[Natural language region descriptions]
====
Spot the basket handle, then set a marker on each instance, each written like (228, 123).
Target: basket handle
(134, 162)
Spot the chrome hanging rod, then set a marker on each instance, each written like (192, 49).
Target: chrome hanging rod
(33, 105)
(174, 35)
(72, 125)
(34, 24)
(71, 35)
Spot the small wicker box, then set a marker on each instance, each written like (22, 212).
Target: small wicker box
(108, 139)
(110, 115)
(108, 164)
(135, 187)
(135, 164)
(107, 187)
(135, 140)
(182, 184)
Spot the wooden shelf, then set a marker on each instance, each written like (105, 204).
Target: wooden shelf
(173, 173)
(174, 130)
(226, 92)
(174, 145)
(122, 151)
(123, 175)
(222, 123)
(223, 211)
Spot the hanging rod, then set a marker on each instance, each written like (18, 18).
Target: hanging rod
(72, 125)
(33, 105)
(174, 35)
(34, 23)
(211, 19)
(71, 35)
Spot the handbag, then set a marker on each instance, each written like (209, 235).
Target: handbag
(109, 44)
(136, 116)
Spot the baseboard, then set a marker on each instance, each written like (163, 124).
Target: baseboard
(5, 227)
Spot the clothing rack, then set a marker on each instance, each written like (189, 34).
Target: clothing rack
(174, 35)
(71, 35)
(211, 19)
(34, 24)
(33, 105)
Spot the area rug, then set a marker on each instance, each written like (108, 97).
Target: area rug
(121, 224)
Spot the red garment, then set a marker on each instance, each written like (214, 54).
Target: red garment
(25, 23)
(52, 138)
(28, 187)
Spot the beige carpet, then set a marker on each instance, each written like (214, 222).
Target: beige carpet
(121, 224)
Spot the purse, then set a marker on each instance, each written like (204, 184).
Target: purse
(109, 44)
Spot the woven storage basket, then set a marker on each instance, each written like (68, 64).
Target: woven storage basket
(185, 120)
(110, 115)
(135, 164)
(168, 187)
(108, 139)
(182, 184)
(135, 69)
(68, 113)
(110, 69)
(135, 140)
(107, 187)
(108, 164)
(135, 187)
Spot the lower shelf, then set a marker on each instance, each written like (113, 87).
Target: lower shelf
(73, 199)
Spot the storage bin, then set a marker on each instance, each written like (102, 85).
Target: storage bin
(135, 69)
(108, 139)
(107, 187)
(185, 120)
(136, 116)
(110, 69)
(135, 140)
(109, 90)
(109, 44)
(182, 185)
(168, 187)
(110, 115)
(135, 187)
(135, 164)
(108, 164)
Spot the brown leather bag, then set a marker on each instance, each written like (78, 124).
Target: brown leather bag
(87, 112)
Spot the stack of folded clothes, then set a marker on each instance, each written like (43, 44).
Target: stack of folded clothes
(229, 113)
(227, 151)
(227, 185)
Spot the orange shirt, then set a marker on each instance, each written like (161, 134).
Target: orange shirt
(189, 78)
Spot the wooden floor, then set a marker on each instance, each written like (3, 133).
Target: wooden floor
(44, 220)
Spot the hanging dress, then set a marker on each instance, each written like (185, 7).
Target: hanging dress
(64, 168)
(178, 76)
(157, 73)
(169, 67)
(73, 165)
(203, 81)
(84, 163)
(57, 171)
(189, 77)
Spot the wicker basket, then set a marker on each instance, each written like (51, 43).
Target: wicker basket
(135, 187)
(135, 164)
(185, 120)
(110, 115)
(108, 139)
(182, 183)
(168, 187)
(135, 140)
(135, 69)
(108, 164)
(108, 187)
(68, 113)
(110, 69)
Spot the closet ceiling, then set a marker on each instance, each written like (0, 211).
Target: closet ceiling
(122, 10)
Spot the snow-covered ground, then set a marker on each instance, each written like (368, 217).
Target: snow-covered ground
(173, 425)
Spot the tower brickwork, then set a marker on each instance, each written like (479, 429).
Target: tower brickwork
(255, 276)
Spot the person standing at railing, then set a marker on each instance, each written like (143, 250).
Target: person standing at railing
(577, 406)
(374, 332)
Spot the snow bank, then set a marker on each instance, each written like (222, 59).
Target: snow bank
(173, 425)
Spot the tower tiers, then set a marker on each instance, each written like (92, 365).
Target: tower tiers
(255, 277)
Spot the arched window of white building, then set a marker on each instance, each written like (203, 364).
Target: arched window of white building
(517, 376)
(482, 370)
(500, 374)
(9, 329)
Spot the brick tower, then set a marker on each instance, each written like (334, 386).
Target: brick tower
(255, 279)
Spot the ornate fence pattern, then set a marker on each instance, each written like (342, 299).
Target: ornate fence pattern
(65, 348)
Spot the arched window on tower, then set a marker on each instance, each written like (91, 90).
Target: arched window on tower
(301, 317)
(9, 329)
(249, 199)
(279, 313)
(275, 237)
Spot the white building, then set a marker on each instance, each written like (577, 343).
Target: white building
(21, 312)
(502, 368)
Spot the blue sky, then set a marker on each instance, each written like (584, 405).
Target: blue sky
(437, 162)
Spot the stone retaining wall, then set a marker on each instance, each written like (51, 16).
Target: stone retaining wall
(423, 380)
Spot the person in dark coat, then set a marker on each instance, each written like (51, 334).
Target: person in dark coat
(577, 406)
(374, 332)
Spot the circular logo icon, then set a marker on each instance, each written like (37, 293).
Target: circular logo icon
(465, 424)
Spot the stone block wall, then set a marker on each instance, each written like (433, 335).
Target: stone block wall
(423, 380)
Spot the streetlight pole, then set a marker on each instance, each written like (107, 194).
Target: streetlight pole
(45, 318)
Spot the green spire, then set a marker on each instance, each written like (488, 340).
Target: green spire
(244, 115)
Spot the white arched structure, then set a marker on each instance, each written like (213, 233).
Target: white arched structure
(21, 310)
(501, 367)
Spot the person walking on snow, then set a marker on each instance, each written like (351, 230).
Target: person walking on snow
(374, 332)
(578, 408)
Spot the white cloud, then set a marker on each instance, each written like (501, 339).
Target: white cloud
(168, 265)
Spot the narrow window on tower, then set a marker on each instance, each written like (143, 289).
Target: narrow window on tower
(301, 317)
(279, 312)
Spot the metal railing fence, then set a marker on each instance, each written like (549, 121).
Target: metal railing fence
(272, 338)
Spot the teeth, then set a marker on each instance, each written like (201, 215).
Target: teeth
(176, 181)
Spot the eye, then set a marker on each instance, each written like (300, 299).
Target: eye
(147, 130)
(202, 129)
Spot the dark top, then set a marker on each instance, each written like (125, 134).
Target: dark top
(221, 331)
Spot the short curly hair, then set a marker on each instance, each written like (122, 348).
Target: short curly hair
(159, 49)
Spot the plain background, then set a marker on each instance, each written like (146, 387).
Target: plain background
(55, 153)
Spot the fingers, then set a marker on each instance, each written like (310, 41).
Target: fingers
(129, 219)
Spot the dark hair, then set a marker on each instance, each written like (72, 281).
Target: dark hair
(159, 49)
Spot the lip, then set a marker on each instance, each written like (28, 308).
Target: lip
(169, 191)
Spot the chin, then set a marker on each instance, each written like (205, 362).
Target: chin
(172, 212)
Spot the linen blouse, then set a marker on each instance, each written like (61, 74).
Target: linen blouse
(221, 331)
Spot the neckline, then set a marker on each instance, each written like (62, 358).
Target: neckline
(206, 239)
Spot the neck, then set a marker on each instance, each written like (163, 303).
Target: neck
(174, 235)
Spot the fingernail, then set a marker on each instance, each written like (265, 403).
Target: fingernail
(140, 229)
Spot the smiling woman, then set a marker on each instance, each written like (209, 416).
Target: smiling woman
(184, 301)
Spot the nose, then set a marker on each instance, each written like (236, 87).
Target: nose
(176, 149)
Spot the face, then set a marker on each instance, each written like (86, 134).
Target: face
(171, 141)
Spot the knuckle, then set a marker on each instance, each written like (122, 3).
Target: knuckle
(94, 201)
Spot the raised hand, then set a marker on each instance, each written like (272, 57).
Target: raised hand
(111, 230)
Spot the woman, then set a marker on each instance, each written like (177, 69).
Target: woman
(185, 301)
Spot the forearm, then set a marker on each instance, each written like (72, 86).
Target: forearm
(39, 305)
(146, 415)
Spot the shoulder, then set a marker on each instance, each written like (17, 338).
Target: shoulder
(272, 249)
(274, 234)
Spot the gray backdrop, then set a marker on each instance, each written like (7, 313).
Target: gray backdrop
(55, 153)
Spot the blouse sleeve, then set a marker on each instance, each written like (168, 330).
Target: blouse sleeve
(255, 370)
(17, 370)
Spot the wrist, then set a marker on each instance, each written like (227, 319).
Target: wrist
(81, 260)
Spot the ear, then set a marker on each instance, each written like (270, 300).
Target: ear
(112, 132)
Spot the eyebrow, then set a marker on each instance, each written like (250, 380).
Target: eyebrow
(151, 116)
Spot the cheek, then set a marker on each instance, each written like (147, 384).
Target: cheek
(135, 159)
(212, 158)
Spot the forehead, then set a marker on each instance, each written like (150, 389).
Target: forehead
====
* Aim of the exercise *
Reproduce, exactly as they stand in the data above, the lines from the one that holds "Target: arched window of white building" to the one that holds "Spot the white building, then", inclusive.

* Result *
Target: arched window of white building
(517, 376)
(482, 370)
(500, 374)
(9, 329)
Spot the brick tower, then set a marker on each instance, each written like (334, 386).
Target: brick tower
(255, 279)
Spot the ornate fence pattern, then set a marker on each instance, each written like (342, 299).
Target: ornate fence pattern
(65, 348)
Spot the arched window on tower, then set a marker on each instance, each written like (91, 90).
Target: arched window on tower
(301, 317)
(9, 329)
(249, 199)
(279, 313)
(275, 237)
Spot the white building, then set a marker on each instance, each written like (577, 343).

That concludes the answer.